**GIVEN TASK 1:** In the court opinion on exclusion from a race track, what single finding by the trial court is the judgment of dismissal based on?
**GIVEN TASK 2:** Decide whether each statement agrees with the court opinion on exclusion from a race track: (a) Section 19420 gives jurisdiction and supervision of horse racing to the California Horse Racing Board. (b) The board may adopt a rule excluding a person from a race track on the ground of sex. (c) Section 25a of article IV was repealed in 1966.
**GIVEN TASK 3:** Carry on the court opinion on exclusion from a race track from the point where it stops.

**DOCUMENT EXTRACT:**

Moe MORTON, Plaintiff and Appellant, v. HOLLYWOOD PARK, INC., a corporation, Hollywood Turf Club, a division of Hollywood Park, Inc., Marjorie L. Everett, an Individual, Hugh C. McDonald, an Individual, and Earl Reingold, an Individual, Defendants and Respondents. *
Plaintiff appeals from a judgment dismissing his action for injunctive relief (reinstatement to track privileges)1 and damages2 against Hollywood Park Race Track. The judgment of dismissal is predicated solely upon a finding by the trial court that plaintiff failed to exhaust his available administrative remedies before filing his action at law.
In order to understand the contentions on appeal it is necessary to explain briefly the laws under which horse racing is conducted in this state. Since 1933 article IV of the California Constitution, section 25a and, since its repeal in 1966, section 19, subdivision (b) have authorized the Legislature to ‘provide for the regulation of horse races and horse race meetings and wagering on the results.’ Pursuant thereto the so-called ‘Horse Racing Law’ (Bus. & Prof.Code, div. 8, ch. 4, ss 19400 et seq.) was enacted and amended from time to time thereafter for the purpose of implementing this constitutional mandate.3
Section 19420 vests jurisdiction and supervision of horse racing in the California Horse Racing Board. Section 19440 provides generally that this board shall have ‘all powers necessary and proper to enable it to carry out fully and effectually’ the subject law. More specifically section 19562 authorizes the board to prescribe ‘rules, regulations and conditions . . . under which all horse races with wagering on their results shall be conducted in this State.’ With respect to regulation of attendance, section 19572 provides:
‘The board may, by rule, provide for the exclusion or ejection from any inclosure where horseraces are authorized, or from specified portions of such inclosure, of any known bookmaker, known tout, person who has been convicted of a violation of any provision of this chapter or of any law prohibiting bookmaking or any other illegal form of wagering on horse races, or any other person whose presence in the inclosure would, in the opinion of the board, be inimical to the interests of the state or of legitimate horse racing, or both. No such rule shall provide for the exclusion or ejection of any person on the ground of race, color, creed, national origin or ancestry, or sex.’
Finally section 1957o provides for an administrative hearing after exclusion and judicial review, as follows:
‘Any person who, pursuant to a rule of the board, is excluded or ejected from any inclosure where horse racing is authorized may apply to the board for a hearing on the question of whether the rule is applicable to him.

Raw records
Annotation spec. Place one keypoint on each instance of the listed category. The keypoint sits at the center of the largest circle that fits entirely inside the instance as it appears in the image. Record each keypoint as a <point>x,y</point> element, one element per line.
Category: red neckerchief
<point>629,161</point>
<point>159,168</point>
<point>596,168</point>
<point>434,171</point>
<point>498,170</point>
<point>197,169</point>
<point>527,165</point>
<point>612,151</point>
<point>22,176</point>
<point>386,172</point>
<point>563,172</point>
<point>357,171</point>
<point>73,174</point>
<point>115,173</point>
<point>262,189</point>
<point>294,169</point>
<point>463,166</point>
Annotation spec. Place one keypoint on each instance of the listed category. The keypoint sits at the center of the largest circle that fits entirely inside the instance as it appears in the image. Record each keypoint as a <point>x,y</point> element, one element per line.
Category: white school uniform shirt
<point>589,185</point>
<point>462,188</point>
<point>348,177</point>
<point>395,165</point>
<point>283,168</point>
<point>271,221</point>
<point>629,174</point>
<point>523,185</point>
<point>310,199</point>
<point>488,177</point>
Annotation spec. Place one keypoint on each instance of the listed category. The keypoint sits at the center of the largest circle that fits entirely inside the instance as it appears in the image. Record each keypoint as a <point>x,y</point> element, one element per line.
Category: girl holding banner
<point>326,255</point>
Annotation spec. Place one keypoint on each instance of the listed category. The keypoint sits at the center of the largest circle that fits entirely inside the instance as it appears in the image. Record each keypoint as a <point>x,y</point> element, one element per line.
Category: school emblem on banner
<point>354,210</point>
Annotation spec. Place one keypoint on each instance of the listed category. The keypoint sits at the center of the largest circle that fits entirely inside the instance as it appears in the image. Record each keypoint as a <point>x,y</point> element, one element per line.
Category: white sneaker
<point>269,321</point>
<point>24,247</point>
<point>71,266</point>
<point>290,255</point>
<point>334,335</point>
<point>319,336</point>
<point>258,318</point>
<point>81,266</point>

**REPLY 1:** That the plaintiff failed to exhaust his available administrative remedies before filing his action at law.

**REPLY 2:**
(a) Yes: "Section 19420 vests jurisdiction and supervision of horse racing in the California Horse Racing Board."
(b) No: "No such rule shall provide for the exclusion or ejection of any person on the ground of race, color, creed, national origin or ancestry, or sex."
(c) Yes: "since its repeal in 1966"

**REPLY 3:**
The board shall hold the hearing either at its next regular meeting after receipt of the application at the office of the board nearest the residence of the applicant or at such other place and time as the board and the applicant may agree upon.
If, upon the hearing, the board determines that the rule does not or should not apply to the applicant, it shall notify all persons licensed under Article 4 of this chapter of such determination.
If the board determines that the exclusion or ejection was proper, it shall make and enter in its minutes an order to that effect. Such order shall be subject to review by any court of competent jurisdiction in accordance with law.'
It appears without conflict that on April 10, 1974, plaintiff was ‘escorted out of the race track premises' with an explanation that he was ‘undesirable at Hollywood Park.’ The ‘Report of Removal,’ filed with the board by the association,4 referred to board rules 1980 and 1990 as those forming the basis for the action taken.5 Apparently recognizing that he was entitled to a hearing before the board on the question of whether these rules were applicable to him, plaintiff filed an application for such a hearing.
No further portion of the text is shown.